> _Task requirements_:
Where the line containing "Query: bird's bill" appears, start copying; continue through the last line below and copy nothing else.

Dataset entries:
[Start of Attachment]
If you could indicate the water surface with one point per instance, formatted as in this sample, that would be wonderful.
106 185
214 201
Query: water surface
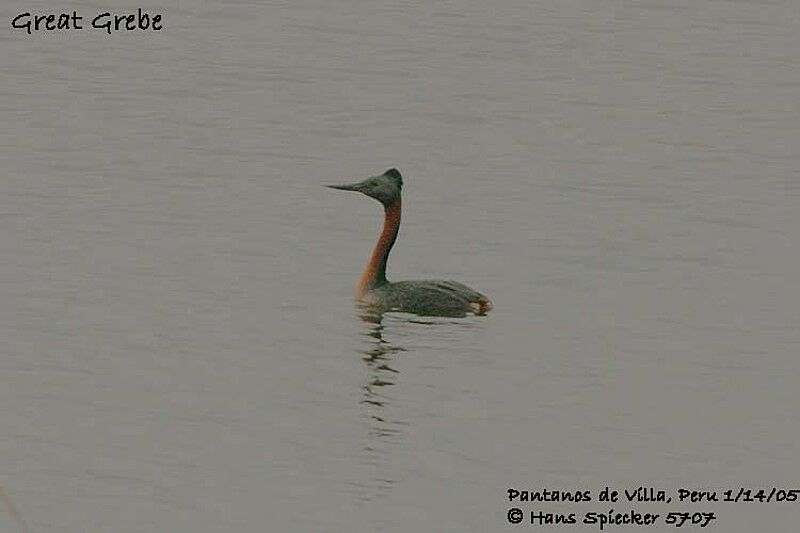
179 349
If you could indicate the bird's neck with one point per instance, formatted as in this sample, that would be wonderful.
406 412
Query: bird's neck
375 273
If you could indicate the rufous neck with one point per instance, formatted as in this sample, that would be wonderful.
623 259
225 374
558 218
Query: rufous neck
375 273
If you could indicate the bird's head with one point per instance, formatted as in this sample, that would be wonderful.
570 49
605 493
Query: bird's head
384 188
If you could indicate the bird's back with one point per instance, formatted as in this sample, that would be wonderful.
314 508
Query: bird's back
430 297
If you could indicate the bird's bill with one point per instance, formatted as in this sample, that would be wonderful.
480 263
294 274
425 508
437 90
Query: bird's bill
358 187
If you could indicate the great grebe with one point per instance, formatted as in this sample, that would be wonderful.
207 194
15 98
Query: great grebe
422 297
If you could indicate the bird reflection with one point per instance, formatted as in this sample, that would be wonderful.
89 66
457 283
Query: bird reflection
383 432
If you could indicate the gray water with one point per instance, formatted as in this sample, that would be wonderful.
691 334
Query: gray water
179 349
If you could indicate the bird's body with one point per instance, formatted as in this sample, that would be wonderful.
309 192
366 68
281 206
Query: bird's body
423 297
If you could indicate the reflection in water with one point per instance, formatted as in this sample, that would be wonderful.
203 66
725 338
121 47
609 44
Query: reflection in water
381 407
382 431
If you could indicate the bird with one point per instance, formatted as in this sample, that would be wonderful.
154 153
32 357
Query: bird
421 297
[End of Attachment]
> _Solution to this task_:
Query: bird's bill
358 187
If you could indicate the great grebe with one point per instance, formatted as in this sample, that would be wonderful.
207 194
15 98
Query: great grebe
422 297
If you could indicate the bird reflection with one point per instance, formatted as in this sample, that would be wonderful.
89 66
457 283
Query: bird reflection
383 432
If you could indicate the gray water with one point per instance, formatted as in this sample, that would be wonderful.
691 334
Query: gray water
179 349
If you could indicate the bird's body with one point per instance, formatted as in this sample, that would be wonderful.
309 192
366 68
281 206
Query: bird's body
423 297
If you could indicate the reflection in water with one point per instance, formatted as in this sample, that would be wonderful.
203 66
725 338
121 47
609 44
Query: reflection in water
381 407
382 431
If you could indicate the bird with one point per instance, formatted as in this sample, that would be wonderful.
154 153
32 357
Query: bird
421 297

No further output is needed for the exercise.